* Material to process:

════════

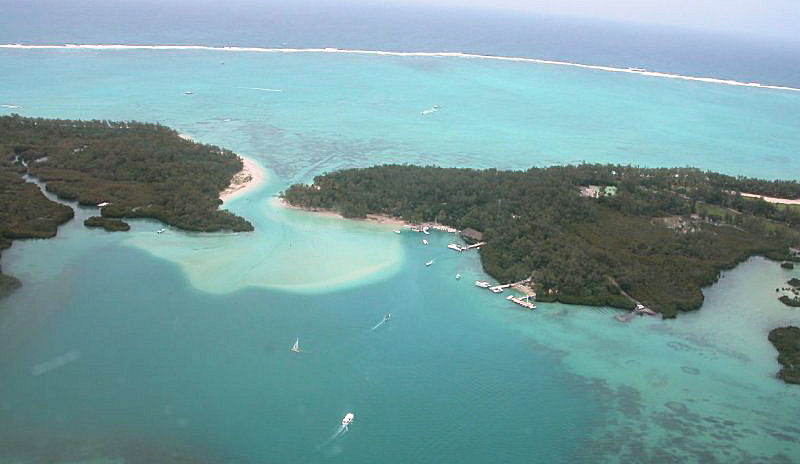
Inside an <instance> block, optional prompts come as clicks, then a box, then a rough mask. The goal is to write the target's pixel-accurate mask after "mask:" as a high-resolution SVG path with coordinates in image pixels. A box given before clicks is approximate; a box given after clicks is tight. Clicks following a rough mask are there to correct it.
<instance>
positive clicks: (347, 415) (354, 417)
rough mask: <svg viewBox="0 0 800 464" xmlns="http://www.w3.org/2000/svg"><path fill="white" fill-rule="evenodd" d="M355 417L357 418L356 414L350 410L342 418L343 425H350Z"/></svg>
mask: <svg viewBox="0 0 800 464" xmlns="http://www.w3.org/2000/svg"><path fill="white" fill-rule="evenodd" d="M355 418H356V416H355V414H353V413H352V412H348V413H347V414H345V415H344V417H343V418H342V425H344V426H345V427H347V426H348V425H350V423H351V422H353V419H355Z"/></svg>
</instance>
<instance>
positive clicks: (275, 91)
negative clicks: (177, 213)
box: [239, 87, 283, 92]
mask: <svg viewBox="0 0 800 464" xmlns="http://www.w3.org/2000/svg"><path fill="white" fill-rule="evenodd" d="M239 88H240V89H245V90H262V91H264V92H283V90H281V89H267V88H264V87H239Z"/></svg>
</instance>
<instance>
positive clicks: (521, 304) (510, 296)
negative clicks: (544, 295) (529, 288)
mask: <svg viewBox="0 0 800 464" xmlns="http://www.w3.org/2000/svg"><path fill="white" fill-rule="evenodd" d="M506 300H508V301H510V302H512V303H516V304H518V305H520V306H522V307H523V308H525V309H530V310H531V311H533V310H534V309H536V305H535V304H533V303H531V301H530V297H529V296H525V297H522V298H517V297H515V296H514V295H508V296H507V297H506Z"/></svg>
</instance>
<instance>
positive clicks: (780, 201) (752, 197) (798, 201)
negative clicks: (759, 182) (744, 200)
mask: <svg viewBox="0 0 800 464" xmlns="http://www.w3.org/2000/svg"><path fill="white" fill-rule="evenodd" d="M739 195H741V196H743V197H747V198H761V199H762V200H764V201H766V202H767V203H775V204H779V205H800V199H797V200H789V199H787V198H777V197H767V196H764V195H757V194H755V193H744V192H739Z"/></svg>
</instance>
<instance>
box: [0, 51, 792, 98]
mask: <svg viewBox="0 0 800 464" xmlns="http://www.w3.org/2000/svg"><path fill="white" fill-rule="evenodd" d="M0 48H12V49H25V50H59V49H69V50H202V51H223V52H258V53H345V54H357V55H380V56H424V57H443V58H474V59H483V60H497V61H513V62H521V63H537V64H547V65H554V66H570V67H573V68H582V69H593V70H596V71H607V72H618V73H628V74H639V75H642V76H647V77H660V78H665V79H681V80H685V81H695V82H705V83H707V84H723V85H733V86H738V87H753V88H759V89H772V90H790V91H793V92H800V88H795V87H787V86H782V85H771V84H760V83H758V82H740V81H735V80H731V79H717V78H715V77H698V76H684V75H681V74H670V73H664V72H657V71H647V70H641V69H632V68H615V67H613V66H602V65H594V64H581V63H572V62H569V61H557V60H543V59H539V58H524V57H516V56H496V55H478V54H474V53H461V52H391V51H384V50H354V49H340V48H330V47H329V48H263V47H211V46H208V45H126V44H63V45H27V44H18V43H17V44H0Z"/></svg>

════════

* Task: This exercise calls for the complete listing, returned exactly and without images.

* Answer for this exercise:
Inside an <instance> block, optional prompts come as clicks, then a box, then a rough mask. The goal is to write the target's pixel-accurate mask after "mask:" as a high-resolution SVG path with coordinates in image pixels. A box given before clicks is approximate; a box given after clicks is tight. Clicks following a rough mask are there to correct it.
<instance>
positive clicks: (347, 415) (354, 417)
rough mask: <svg viewBox="0 0 800 464" xmlns="http://www.w3.org/2000/svg"><path fill="white" fill-rule="evenodd" d="M355 417L357 418L356 414L350 410L342 418L343 425H350Z"/></svg>
mask: <svg viewBox="0 0 800 464" xmlns="http://www.w3.org/2000/svg"><path fill="white" fill-rule="evenodd" d="M355 418H356V416H355V414H353V413H352V412H348V413H347V414H345V415H344V417H343V418H342V425H344V426H345V427H347V426H348V425H350V423H351V422H353V419H355Z"/></svg>
</instance>
<instance>
positive clicks: (275, 91)
negative clicks: (177, 213)
box: [239, 87, 283, 92]
mask: <svg viewBox="0 0 800 464" xmlns="http://www.w3.org/2000/svg"><path fill="white" fill-rule="evenodd" d="M239 88H240V89H245V90H262V91H264V92H283V90H281V89H267V88H264V87H239Z"/></svg>
</instance>
<instance>
positive clicks: (521, 304) (510, 296)
negative clicks: (544, 295) (529, 288)
mask: <svg viewBox="0 0 800 464" xmlns="http://www.w3.org/2000/svg"><path fill="white" fill-rule="evenodd" d="M506 300H508V301H510V302H512V303H516V304H518V305H520V306H522V307H523V308H525V309H530V310H531V311H533V310H534V309H536V305H535V304H533V303H531V301H530V297H529V296H525V297H522V298H517V297H515V296H514V295H508V296H507V297H506Z"/></svg>
</instance>
<instance>
positive clicks: (780, 201) (752, 197) (798, 201)
negative clicks: (759, 182) (744, 200)
mask: <svg viewBox="0 0 800 464" xmlns="http://www.w3.org/2000/svg"><path fill="white" fill-rule="evenodd" d="M739 195H741V196H743V197H747V198H761V199H762V200H764V201H766V202H767V203H775V204H779V205H800V199H797V200H789V199H787V198H777V197H767V196H764V195H757V194H755V193H744V192H739Z"/></svg>
</instance>
<instance>
box: [0, 51, 792, 98]
mask: <svg viewBox="0 0 800 464" xmlns="http://www.w3.org/2000/svg"><path fill="white" fill-rule="evenodd" d="M0 48H12V49H25V50H59V49H69V50H202V51H223V52H258V53H345V54H357V55H380V56H424V57H443V58H474V59H483V60H497V61H513V62H521V63H537V64H547V65H554V66H570V67H573V68H582V69H593V70H596V71H607V72H618V73H628V74H639V75H642V76H647V77H660V78H665V79H681V80H685V81H695V82H705V83H707V84H723V85H733V86H738V87H753V88H759V89H772V90H790V91H793V92H800V88H795V87H787V86H782V85H771V84H760V83H758V82H740V81H735V80H731V79H717V78H715V77H698V76H684V75H681V74H670V73H664V72H657V71H647V70H641V69H632V68H615V67H613V66H602V65H594V64H581V63H572V62H569V61H557V60H543V59H539V58H524V57H516V56H496V55H478V54H474V53H461V52H391V51H384V50H354V49H340V48H330V47H329V48H263V47H211V46H208V45H126V44H63V45H27V44H18V43H17V44H0Z"/></svg>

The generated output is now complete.